* [Consigne]
Prolongez l’extrait ci-dessous sur l’école de 2155 et son « maître », en reprenant juste après sa dernière réplique.

* [Extrait fourni]

'''

Aujourd’hui encore, pourtant, de nombreux adultes restent convaincus que la jeunesse qui leur succède dispose de compétences presque innées en programmation informatique ou en hacking — c’est le fameux mythe des digital natives —, alors que les choses ne se passent pas ainsi : si les jeunes générations (comme les autres) acquièrent des compétences particulières liées à leur environnement technologique, c’est au niveau de l’utilisation d’interfaces numériques voire au niveau des règles sociales de leur usage, plutôt qu’au niveau de leur conception5, de leur connaissance théorique ou de leur manipulation savante.

Continuons notre lecture.

Super Picsou Géant #218, juillet 2020, Canard Magazine (matthias Malingrey, Frédéric Felder et Cizo)

Ce que les enfants de 2155 persistent à nommer « école » est une pièce située à côté de leur chambre, où on allume le « maître » cinq jours par semaine. On imagine que dans l’idée de l’auteur (qui ne le décrit pas vraiment), ce « maître » est un gros meuble, avec une fonction unique, n’ayant rien à voir avec nos ordinateurs actuels, machines versatiles qui ne cessent d’acquérir de nouvelles fonctions6. Il fait la leçon, pose des questions et collecte les réponses.
Les enfants du siècle prochain, évidemment, sont particulièrement intrigués par ce que pouvait être un maître d’école du XXe siècle :

— Bien sûr qu’ils avaient un maître, mais ce n’était pas un maître normal. C’était un homme.
— Un homme? Comment un homme pouvait-il faire la classe ?
— Eh bien, il apprenait simplement des choses aux garçons et aux filles et il leur donnait des devoirs à faire à la maison et leur posait des questions.
— Un homme n’est pas assez intelligent pour ça?
— Sûrement que si. Mon père en sait autant que mon maître.
— Pas vrai. Un homme ne peut pas en savoir autant qu’un maître.

'''

[Éléments issus d’un jeu de données]
'''

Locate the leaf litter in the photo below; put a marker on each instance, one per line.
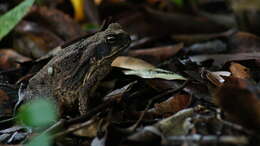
(189, 77)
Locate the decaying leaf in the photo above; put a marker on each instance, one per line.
(220, 59)
(240, 99)
(155, 73)
(239, 71)
(11, 18)
(173, 104)
(171, 126)
(9, 59)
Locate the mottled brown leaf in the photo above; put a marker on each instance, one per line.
(240, 99)
(239, 71)
(173, 104)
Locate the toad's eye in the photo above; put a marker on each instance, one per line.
(111, 39)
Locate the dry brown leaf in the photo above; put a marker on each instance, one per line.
(9, 59)
(239, 98)
(239, 71)
(173, 104)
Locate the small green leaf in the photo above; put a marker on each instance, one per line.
(37, 113)
(155, 73)
(42, 140)
(178, 2)
(12, 17)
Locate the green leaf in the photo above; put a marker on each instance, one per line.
(12, 17)
(178, 2)
(155, 73)
(42, 140)
(37, 113)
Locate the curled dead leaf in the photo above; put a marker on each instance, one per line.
(9, 59)
(173, 104)
(240, 99)
(239, 71)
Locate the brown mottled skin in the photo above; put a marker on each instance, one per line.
(71, 77)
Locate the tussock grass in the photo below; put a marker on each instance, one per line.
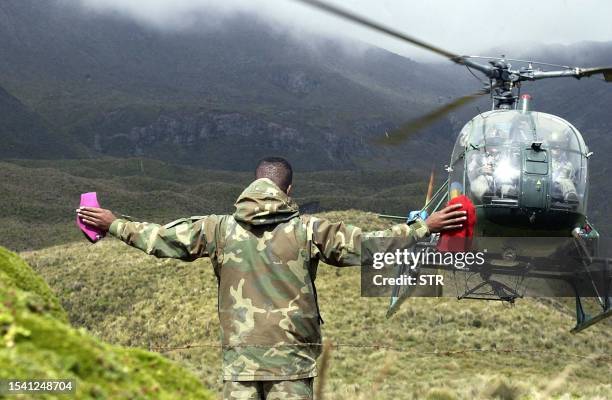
(128, 298)
(36, 342)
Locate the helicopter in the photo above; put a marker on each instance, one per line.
(526, 173)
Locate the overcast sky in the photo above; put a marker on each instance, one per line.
(461, 26)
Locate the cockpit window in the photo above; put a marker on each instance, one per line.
(488, 158)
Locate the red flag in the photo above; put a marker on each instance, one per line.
(459, 239)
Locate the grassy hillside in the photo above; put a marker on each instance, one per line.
(39, 197)
(441, 348)
(37, 342)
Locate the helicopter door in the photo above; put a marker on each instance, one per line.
(534, 188)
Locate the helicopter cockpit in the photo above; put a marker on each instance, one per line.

'''

* [Réponse rédigée]
Je trouve assez intéressante l’idée formulée par les enfants protagonistes du récit qu’un simple humain ne saurait en savoir suffisamment pour pouvoir enseigner tous les sujets et évaluer les connaissances de ses élèves. Mais il me semble qu’Asimov ne pousse pas jusqu’à proposer une réactivation des théories pédagogiques de Comenius, Jacotot7, Montessori ou Freinet, qui défendaient l’apprentissage comme un processus actif de la part de l’élève, où le maître est plus un accompagnateur qu’une figure d’autorité omnisciente. Il me semble que c’est surtout l’impossibilité de maîtriser un savoir toujours plus étendu qui motive cette réflexion. Du reste, les descriptions des cours (apprendre / restituer) relèvent du traditionnel bourrage de crâne.
L’idée d’un professeur de chair et d’os semble complètement inimaginable à la petite Margie, pour qui le « maître » est une entité qui se trouve sous le même toit que ses élèves.

Tommy se mit à rire aux éclats.
— Ce que tu peux être bête, Margie. Les maîtres ne vivaient pas dans la maison. Ils avaient un bâtiment spécial et tous les enfants y allaient.
— Et tous les enfants apprenaient la même chose?
— Bien sûr, s’ils avaient le même âge.
— Mais maman dit qu’un maître doit être réglé d’après le cerveau de chaque garçon et de chaque fille et qu’il ne doit pas leur apprendre la même chose à tous

Pour terminer, Margie se sent nostalgique de cette époque d’éducation non-technologique qu’elle n’a pas connu, car l’école, ça ne sert pas qu’à apprendre, c’est aussi un espace de vie sociale. Elle en est certaine, les écoliers du XXe siècle devaient s’amuser bien plus qu’elle :

L’écran était allumé et proclamait : «La leçon d’arithmétique d’aujourd’hui concerne l’addition des fractions. Veuillez insérer votre devoir d’hier dans la fente appropriée.»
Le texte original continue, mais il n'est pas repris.